**PROBLEM REQUIREMENTS**
Retype each item below character for character, leaving out the pictures.

======

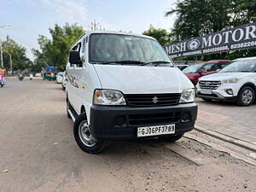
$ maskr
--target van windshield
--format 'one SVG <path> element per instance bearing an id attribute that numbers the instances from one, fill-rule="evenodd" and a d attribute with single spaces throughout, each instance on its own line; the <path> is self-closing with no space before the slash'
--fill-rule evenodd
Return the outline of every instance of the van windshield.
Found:
<path id="1" fill-rule="evenodd" d="M 143 65 L 154 62 L 157 66 L 173 67 L 157 41 L 131 35 L 91 34 L 89 56 L 90 62 L 98 64 Z"/>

======

**COMPLETE ANSWER**
$ maskr
--target van windshield
--format 'one SVG <path> element per instance bearing an id attribute that numbers the instances from one, fill-rule="evenodd" and a d attribute with single spaces throughout, each instance on its own line; the <path> is self-closing with no space before the slash'
--fill-rule evenodd
Return the outline of every instance of the van windshield.
Found:
<path id="1" fill-rule="evenodd" d="M 143 65 L 154 62 L 157 66 L 173 67 L 157 41 L 131 35 L 91 34 L 89 56 L 90 62 L 98 64 Z"/>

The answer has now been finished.